-- Given text --
From its Cold War role as a bulwark against the irreligious, evil empire of the Soviet Union to its status as a major non-NATO ally in the post-9/11 war on terrorism, Pakistan has flaunted its various religious credentials. Vacillating from jihad to enlightened moderation, Pakistan’s ruling civil and military elite has unscrupulously employed religion as a means to gain domestic and international legitimacy.

Washington has been an active accomplice. During the Cold War, the United States helped to grow religious extremism in Pakistan. And now during the post-September 11 era, the United States is again ignoring democracy in favor of an unstable combination of military authoritarianism and presumably moderate Islam.

Islamic State: Theory and Practice

The use of Islam as a tool of politics precedes Pakistan’s inception. The country was carved out of British India owing to the religious divide between Muslims and non-Muslims on the subcontinent. The country’s founding fathers claimed that India’s Muslims were a nation separate from non-Muslim Indians. The Muslim League, led by a secular westernized Mohammed Ali Jinnah, demanded a separate homeland in India’s Muslim majority areas in the northwest (the Pakistan of today) and the northeast (Bangladesh since 1971). The political slogan of that time -- that Pakistan will be home to all of South Asia’s Muslims and prevent them from becoming a permanent minority in India -- proved untenable. One-third of the subcontinent’s Muslims stayed behind in Hindu-dominated India after partition in 1947. The remaining two-thirds were roughly divided in the country’s two eastern and western wings more than a thousand miles apart.

-- Actions to take --
• A. Reproduce the passage on Pakistan and religion from "From its Cold" to "presumably moderate Islam.", word for word.
• B. Carry on the passage on Pakistan and religion from the point where it stops.

-- Given data --

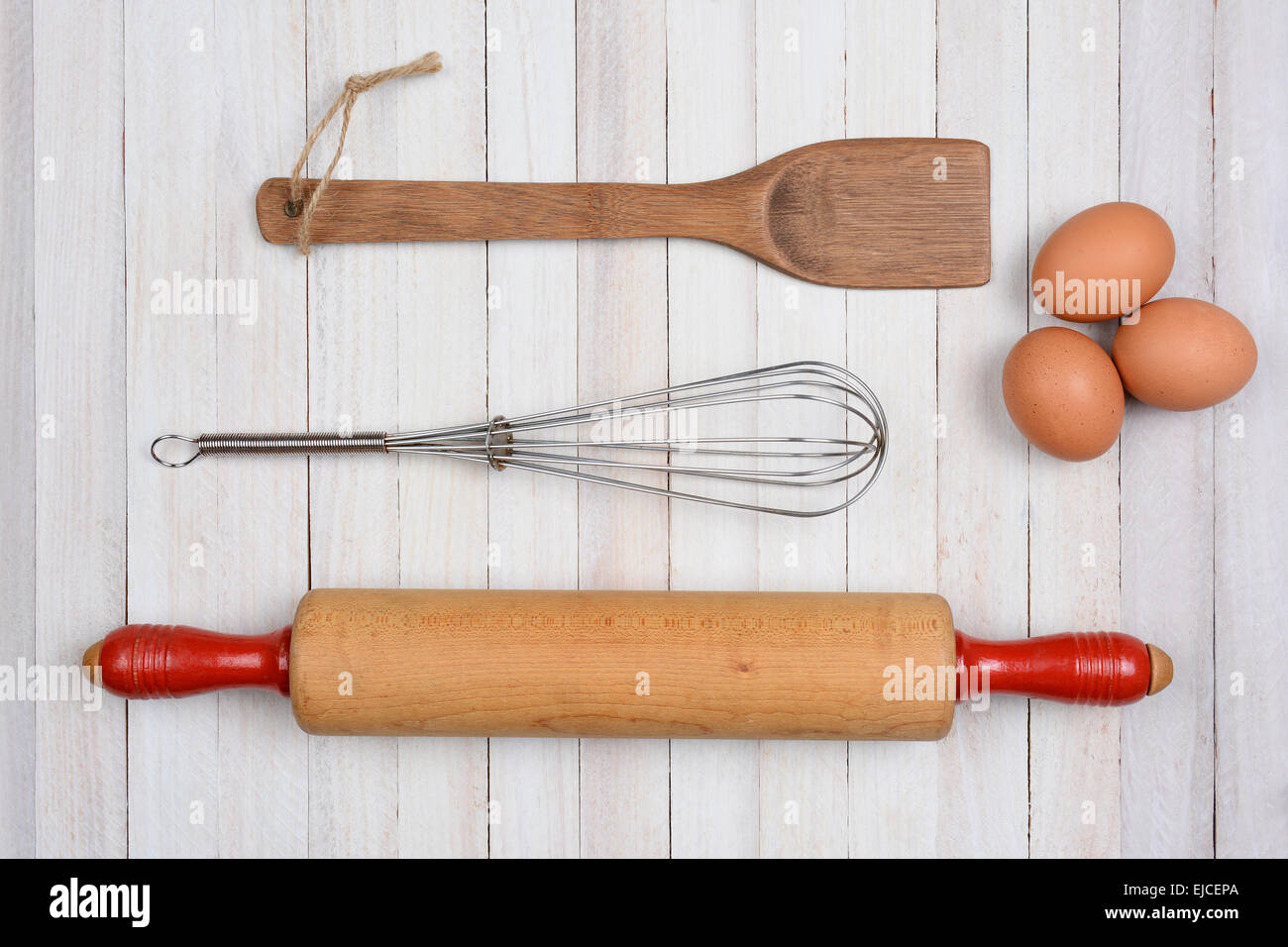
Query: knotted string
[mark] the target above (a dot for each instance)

-- Answers provided --
• A.
From its Cold War role as a bulwark against the irreligious, evil empire of the Soviet Union to its status as a major non-NATO ally in the post-9/11 war on terrorism, Pakistan has flaunted its various religious credentials. Vacillating from jihad to enlightened moderation, Pakistan’s ruling civil and military elite has unscrupulously employed religion as a means to gain domestic and international legitimacy.

Washington has been an active accomplice. During the Cold War, the United States helped to grow religious extremism in Pakistan. And now during the post-September 11 era, the United States is again ignoring democracy in favor of an unstable combination of military authoritarianism and presumably moderate Islam.

• B.
Other than the majority Bengali-speaking Pakistanis in the eastern wing, the country was made up of Punjabis, Pathans, Sindhis, Balochis, Urdu-speaking migrants from India, Seraikis, and many more ethno-linguistic groups. In the chaotic power struggle that ensued in the new state the West Pakistan-dominated military, in cahoots with the bureaucracy, outmaneuvered and forced out the political parties. Throughout this period, Islam was touted as the unifying factor that was supposed to override banal ethnic and geographical divide. As the formative decades of Pakistan also coincided with the start of the Cold War, the military-led Pakistani elite had a double incentive to espouse Islam as the defining characteristic of state and society. At home it used Islam to co-opt and reward the clergy of all Muslim sects to keep the secular, democratic political parties at bay. Internationally, the Pakistani government showcased its Islamic credentials to prove its allegiance to the anti-communism cause. Beneath that veneer of religion, however, internal schisms continued to simmer. At the first opportunity that the people had to express their democratic will, the situation exploded.

In the 1970 elections, the eastern wing almost unanimously voted for the pro-autonomy secular Awami League of Sheikh Mujibur Rehman. The socialist-leaning party of Zulfikar Ali Bhutto, Benazir Bhutto’s father, won in West Pakistan. Islamic parties, some of them backed by the military, were routed. The military regime refused to transfer power. A civil war followed which turned into a Pakistan-India war and culminated in the creation of Bangladesh in 1971. The ideal of a nation based on religion, transcending ethnic diversity and bridging the geographic distance, fell apart.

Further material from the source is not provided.